* [Description of the task]:
Display every line of the data below that contains the word "chair".

--- Begin The records ---

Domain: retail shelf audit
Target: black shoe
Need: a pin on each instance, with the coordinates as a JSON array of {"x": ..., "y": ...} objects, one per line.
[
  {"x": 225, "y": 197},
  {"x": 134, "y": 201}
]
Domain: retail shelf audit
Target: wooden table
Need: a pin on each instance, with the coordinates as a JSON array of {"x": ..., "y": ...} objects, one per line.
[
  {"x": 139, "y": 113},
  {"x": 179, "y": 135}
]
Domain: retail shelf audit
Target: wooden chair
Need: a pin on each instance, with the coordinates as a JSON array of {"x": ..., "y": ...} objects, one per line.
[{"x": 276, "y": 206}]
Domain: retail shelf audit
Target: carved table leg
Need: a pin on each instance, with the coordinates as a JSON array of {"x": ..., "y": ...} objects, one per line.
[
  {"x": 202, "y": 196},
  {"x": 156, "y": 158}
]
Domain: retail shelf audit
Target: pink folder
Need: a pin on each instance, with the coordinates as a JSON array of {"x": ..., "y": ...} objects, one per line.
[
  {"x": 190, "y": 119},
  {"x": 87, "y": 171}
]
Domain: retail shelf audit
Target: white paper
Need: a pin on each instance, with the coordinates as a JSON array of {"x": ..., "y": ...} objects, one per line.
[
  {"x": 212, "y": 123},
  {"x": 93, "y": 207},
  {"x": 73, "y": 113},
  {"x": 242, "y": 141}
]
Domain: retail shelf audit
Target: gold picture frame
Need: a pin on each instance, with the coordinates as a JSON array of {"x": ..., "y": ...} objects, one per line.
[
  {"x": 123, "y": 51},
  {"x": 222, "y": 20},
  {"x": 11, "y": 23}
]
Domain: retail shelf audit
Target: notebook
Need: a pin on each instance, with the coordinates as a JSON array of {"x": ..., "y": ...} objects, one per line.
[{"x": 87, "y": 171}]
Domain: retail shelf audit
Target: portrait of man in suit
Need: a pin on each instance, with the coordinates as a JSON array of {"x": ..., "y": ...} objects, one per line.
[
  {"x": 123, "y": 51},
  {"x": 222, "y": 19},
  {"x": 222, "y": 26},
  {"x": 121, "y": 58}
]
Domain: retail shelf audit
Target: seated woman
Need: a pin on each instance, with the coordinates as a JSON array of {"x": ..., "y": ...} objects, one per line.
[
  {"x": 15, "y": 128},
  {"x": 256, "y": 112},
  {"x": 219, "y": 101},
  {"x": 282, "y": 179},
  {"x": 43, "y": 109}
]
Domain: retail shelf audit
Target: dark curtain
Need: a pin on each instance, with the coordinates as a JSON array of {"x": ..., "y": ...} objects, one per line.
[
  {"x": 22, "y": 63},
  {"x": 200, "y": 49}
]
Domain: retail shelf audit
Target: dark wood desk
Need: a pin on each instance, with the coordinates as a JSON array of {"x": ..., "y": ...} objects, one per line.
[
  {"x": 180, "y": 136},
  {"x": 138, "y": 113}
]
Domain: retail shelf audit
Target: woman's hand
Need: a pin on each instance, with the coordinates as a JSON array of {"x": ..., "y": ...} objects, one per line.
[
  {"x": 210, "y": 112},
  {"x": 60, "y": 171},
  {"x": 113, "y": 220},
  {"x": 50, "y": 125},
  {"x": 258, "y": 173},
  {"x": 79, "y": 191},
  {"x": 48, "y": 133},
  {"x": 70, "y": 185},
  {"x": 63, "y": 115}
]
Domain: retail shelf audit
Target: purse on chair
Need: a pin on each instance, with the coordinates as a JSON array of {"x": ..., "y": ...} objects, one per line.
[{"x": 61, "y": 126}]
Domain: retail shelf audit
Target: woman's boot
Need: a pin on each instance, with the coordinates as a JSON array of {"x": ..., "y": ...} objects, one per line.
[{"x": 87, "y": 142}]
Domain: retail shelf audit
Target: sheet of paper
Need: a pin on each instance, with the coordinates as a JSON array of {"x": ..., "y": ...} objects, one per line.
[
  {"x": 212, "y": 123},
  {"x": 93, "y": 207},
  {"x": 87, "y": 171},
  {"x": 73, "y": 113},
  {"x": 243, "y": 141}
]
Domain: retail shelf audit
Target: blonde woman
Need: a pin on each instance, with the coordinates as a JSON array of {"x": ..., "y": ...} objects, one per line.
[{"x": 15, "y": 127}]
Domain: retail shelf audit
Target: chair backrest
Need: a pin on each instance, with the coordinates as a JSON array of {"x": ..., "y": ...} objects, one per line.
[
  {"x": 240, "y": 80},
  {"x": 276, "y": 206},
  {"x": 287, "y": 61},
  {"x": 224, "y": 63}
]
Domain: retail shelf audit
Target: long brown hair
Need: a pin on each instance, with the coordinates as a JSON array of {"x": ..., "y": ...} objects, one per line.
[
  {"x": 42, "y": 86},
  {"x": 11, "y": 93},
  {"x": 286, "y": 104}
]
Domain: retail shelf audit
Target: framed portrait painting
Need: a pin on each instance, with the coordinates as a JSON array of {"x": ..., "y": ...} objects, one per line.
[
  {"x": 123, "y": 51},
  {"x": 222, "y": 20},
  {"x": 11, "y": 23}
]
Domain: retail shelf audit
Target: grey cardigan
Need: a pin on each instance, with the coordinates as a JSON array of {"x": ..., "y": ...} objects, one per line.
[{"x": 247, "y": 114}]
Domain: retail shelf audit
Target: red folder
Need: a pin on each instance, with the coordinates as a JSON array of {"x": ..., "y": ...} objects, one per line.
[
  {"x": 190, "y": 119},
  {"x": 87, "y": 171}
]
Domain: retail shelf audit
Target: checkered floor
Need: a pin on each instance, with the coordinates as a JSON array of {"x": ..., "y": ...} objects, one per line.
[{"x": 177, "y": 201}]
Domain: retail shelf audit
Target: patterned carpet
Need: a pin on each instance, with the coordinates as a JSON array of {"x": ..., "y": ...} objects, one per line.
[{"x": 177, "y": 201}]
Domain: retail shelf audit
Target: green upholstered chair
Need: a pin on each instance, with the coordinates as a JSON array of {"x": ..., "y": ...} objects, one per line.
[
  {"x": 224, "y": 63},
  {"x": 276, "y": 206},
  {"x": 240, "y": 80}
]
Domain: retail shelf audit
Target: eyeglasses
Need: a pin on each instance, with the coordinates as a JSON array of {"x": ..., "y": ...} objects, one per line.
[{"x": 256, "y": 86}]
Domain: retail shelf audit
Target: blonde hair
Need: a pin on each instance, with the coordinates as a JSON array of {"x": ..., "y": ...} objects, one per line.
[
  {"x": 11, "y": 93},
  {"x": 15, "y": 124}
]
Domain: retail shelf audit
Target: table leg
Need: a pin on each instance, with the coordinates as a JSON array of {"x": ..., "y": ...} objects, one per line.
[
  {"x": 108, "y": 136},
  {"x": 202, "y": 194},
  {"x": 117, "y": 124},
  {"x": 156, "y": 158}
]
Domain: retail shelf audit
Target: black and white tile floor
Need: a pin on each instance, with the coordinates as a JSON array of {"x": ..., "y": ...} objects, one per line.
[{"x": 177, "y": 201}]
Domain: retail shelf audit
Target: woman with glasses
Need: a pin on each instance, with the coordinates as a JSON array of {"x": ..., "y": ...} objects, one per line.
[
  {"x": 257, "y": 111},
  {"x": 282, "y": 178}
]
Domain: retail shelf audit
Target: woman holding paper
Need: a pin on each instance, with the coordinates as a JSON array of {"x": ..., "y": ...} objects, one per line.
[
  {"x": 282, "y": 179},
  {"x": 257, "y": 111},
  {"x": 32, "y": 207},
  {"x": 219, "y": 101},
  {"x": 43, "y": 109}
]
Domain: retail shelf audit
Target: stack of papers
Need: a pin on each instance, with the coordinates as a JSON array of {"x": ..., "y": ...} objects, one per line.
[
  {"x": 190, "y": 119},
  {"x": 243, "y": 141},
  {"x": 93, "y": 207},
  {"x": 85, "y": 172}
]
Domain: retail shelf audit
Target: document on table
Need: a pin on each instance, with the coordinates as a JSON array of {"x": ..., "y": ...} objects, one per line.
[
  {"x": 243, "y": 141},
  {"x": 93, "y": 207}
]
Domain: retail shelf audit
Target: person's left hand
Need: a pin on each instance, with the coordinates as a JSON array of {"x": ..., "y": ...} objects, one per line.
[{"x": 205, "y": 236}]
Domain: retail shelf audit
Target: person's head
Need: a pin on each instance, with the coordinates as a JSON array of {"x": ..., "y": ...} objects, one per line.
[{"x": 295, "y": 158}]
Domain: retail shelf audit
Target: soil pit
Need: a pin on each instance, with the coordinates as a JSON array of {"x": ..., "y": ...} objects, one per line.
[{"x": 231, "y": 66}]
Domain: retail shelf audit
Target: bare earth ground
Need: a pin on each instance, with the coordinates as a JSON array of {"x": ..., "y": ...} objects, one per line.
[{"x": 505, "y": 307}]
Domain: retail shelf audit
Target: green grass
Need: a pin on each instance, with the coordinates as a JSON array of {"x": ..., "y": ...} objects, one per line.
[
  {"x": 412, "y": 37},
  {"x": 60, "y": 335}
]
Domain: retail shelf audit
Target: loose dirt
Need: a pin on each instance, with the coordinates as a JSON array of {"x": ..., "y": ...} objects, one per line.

--- End The records ---

* [Full response]:
Target: wooden chair
Target: purse on chair
Target: chair backrest
Target: green upholstered chair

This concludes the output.